**What to work on:**
Report each line in the data below that contains the string "maroon". Case counts.

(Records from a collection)
* * * * * * *
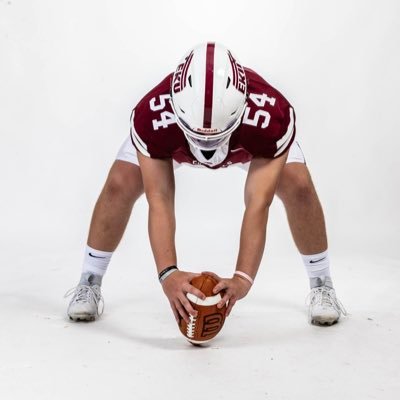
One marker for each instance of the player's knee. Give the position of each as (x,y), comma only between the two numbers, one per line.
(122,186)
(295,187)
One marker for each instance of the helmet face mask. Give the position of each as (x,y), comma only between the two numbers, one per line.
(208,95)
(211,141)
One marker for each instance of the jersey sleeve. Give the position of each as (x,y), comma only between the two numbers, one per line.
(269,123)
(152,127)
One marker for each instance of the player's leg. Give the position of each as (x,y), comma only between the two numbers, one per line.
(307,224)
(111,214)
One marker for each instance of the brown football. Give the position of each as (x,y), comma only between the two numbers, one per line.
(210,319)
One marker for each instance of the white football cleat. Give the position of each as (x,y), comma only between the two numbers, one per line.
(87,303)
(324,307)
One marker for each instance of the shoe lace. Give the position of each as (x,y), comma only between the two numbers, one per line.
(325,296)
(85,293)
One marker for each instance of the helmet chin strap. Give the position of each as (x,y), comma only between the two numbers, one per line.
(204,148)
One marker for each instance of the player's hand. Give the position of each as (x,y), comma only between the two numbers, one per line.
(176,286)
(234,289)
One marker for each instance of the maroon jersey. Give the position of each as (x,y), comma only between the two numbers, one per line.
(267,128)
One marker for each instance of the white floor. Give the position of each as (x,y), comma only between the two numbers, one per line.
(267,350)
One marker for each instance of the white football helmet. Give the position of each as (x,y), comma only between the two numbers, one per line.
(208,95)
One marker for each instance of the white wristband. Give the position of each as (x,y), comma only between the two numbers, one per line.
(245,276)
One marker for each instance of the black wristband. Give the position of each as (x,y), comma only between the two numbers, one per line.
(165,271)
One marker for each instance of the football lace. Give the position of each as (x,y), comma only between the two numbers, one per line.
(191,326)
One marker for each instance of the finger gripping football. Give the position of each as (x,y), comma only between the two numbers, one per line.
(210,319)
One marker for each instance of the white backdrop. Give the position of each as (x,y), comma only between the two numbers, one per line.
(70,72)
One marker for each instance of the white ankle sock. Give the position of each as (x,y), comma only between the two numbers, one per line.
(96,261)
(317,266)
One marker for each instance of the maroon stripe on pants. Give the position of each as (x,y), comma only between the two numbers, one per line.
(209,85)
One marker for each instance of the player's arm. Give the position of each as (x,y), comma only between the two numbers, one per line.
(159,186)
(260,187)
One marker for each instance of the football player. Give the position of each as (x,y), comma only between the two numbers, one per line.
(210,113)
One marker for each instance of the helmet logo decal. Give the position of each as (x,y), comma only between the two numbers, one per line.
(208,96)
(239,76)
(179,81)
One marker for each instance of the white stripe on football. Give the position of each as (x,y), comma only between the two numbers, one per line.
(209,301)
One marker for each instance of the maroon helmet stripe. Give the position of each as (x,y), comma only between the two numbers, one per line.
* * * * * * *
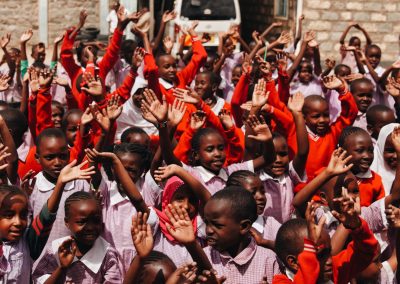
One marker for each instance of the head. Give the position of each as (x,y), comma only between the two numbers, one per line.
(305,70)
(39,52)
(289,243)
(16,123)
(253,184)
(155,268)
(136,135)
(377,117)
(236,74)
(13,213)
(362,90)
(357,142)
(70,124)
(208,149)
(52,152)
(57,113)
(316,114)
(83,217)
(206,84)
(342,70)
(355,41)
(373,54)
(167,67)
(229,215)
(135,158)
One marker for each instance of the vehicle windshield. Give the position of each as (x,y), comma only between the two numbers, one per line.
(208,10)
* * * * * * *
**Answer to this problem:**
One marker for each instance of the maroon jersey. Give the position of each as (x,y), comma only between the two numbers, one per line.
One marker for each instance of the maroon stripe on pants. Give the position of each as (x,y), comma only between the two numbers, one per line.
One marker for each instance of the maroon helmet stripe. Give the position of each as (x,y), comma only between the two numbers, one per line.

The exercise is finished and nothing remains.